> The input:
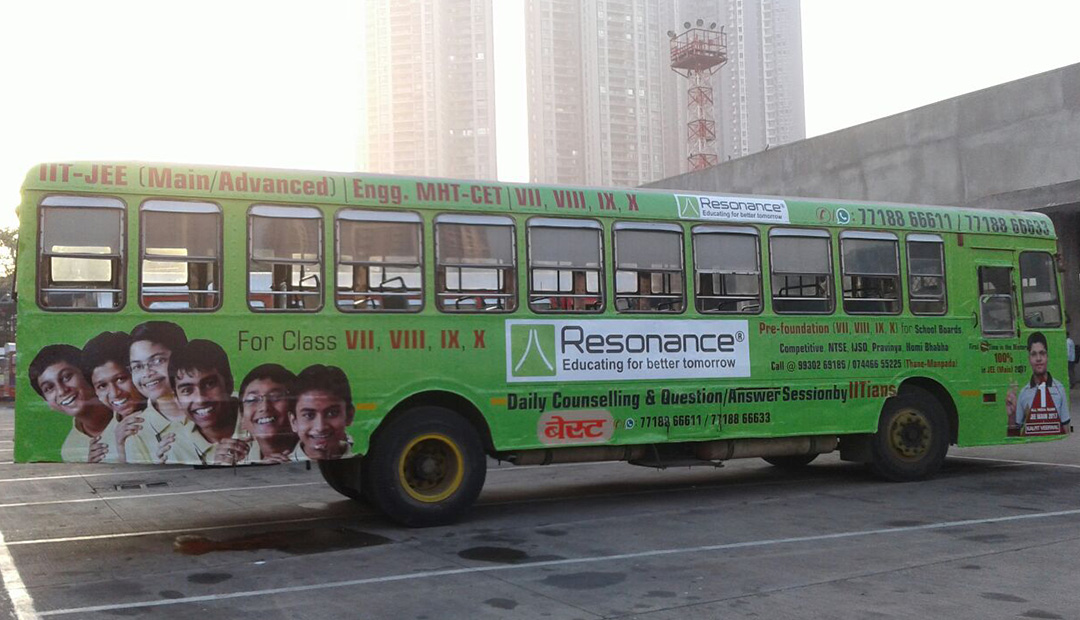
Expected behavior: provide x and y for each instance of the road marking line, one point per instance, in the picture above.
(568, 562)
(154, 495)
(1015, 461)
(99, 474)
(19, 596)
(163, 531)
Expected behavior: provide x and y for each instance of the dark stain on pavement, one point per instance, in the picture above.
(584, 580)
(501, 603)
(208, 578)
(503, 555)
(295, 542)
(1003, 596)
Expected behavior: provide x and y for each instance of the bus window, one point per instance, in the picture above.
(565, 264)
(284, 258)
(180, 255)
(80, 266)
(379, 261)
(926, 274)
(1039, 290)
(475, 264)
(996, 301)
(727, 267)
(801, 268)
(869, 265)
(648, 263)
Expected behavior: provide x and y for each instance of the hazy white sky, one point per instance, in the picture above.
(271, 83)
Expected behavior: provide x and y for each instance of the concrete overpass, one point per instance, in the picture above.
(1014, 146)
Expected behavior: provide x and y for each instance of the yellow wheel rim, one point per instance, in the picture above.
(909, 434)
(431, 468)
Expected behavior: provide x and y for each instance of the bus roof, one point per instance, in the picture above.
(392, 191)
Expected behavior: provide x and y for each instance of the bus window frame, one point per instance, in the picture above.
(829, 278)
(379, 215)
(1053, 279)
(983, 298)
(871, 236)
(581, 224)
(122, 267)
(220, 258)
(653, 227)
(707, 229)
(476, 219)
(321, 271)
(923, 238)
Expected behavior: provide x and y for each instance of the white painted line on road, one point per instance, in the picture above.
(154, 495)
(164, 531)
(568, 562)
(13, 583)
(98, 474)
(1013, 461)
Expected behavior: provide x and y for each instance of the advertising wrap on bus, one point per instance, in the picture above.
(220, 317)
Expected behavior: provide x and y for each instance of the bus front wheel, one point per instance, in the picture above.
(342, 475)
(426, 467)
(912, 439)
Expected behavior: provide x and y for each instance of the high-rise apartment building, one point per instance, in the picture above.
(430, 88)
(758, 94)
(605, 108)
(603, 103)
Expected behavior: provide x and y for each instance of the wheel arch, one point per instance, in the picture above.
(942, 395)
(447, 400)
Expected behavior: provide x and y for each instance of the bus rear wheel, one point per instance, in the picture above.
(791, 462)
(343, 475)
(912, 437)
(426, 468)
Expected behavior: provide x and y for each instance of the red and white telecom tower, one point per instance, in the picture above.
(697, 54)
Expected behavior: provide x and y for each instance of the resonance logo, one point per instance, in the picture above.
(617, 350)
(731, 209)
(688, 206)
(532, 350)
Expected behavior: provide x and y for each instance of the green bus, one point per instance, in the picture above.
(401, 331)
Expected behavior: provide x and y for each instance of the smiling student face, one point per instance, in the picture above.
(266, 408)
(204, 398)
(320, 421)
(1037, 355)
(66, 390)
(113, 386)
(149, 366)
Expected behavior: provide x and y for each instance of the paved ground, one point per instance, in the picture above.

> Exercise goal:
Would you print all of the material exactly as written, minus the pictures?

> Response to this exercise:
Expected behavior: provide x and y for each instance of the road marking line, one point per instance, in the picture above.
(568, 562)
(154, 495)
(1015, 461)
(99, 474)
(19, 596)
(163, 531)
Expected behavior: provide x and y for each instance of the dark stain on pavement, one point per instance, in the picture above.
(584, 580)
(501, 603)
(208, 578)
(503, 555)
(295, 542)
(1003, 596)
Expected behavior: provide x and y for each instance of the bus window, one point per instance, in the picture above.
(565, 264)
(284, 258)
(180, 255)
(80, 266)
(379, 261)
(926, 274)
(1039, 290)
(475, 264)
(996, 301)
(727, 267)
(801, 268)
(869, 265)
(648, 263)
Expected behavior: provide x and y for each instance of the hazy white sky, one point per instance, in the picture above.
(271, 83)
Expected behavior: provide x and y for each instance of the concrete overpass, one point per instance, in the picture above.
(1014, 146)
Expected behavior: provide x and y for each instance of the yellow wheel rim, one point per instance, in the picture above.
(909, 434)
(431, 468)
Expected behavior: provide x and y for each instance of the bus roof, one point per instance, in the picture above.
(392, 191)
Expected behavior: provide x and y for each instance of the bus window frame, one point per instance, in the picture above.
(829, 278)
(379, 215)
(1053, 279)
(983, 298)
(871, 236)
(581, 224)
(122, 267)
(220, 258)
(653, 227)
(707, 229)
(476, 219)
(321, 271)
(923, 238)
Expected behavior: provide x and y for each instance of the white painted line on road, one point per instance, in the picture above.
(154, 495)
(164, 531)
(568, 562)
(13, 583)
(98, 474)
(1013, 461)
Expected behavior: provide x and y for each instance of the advertising wrap on bus, one point per instance, in the picture above.
(220, 317)
Expected behavior: provide x and y for each instance of the bus front wheel, one point per instance, in the picture above.
(342, 475)
(426, 467)
(912, 439)
Expected behavior: provide x and y for each instance of the high-rise apartment building, one point per instance, in the picture above.
(430, 88)
(758, 94)
(605, 108)
(603, 103)
Expected behavior: provide x and y for each instance of the wheel arch, one point per instance, in the picture above.
(942, 395)
(447, 400)
Expected behavior: provide x and y for each instance of the bus rear wheel, one point per instance, in the picture above.
(791, 462)
(343, 475)
(912, 437)
(426, 468)
Expected behavior: provide x and y for each instance of the red and white telecom tower, one point per instance, in the picture above.
(697, 54)
Expected behavior: provide x and y for each instance of the resonance logo, one point per instance, in the picture above.
(617, 350)
(731, 209)
(688, 206)
(532, 350)
Expected behavior: provide x and y for each instance of the green bus, one point per instance, in the picture above.
(401, 331)
Expected behavior: provide x and y for each instance of the smiling student face, one point per instance, in the picture above.
(266, 408)
(204, 398)
(320, 421)
(1037, 355)
(66, 390)
(113, 386)
(149, 366)
Expected behavior: provide x and y for each instance of the paved ground, one point per instance, in the picture above.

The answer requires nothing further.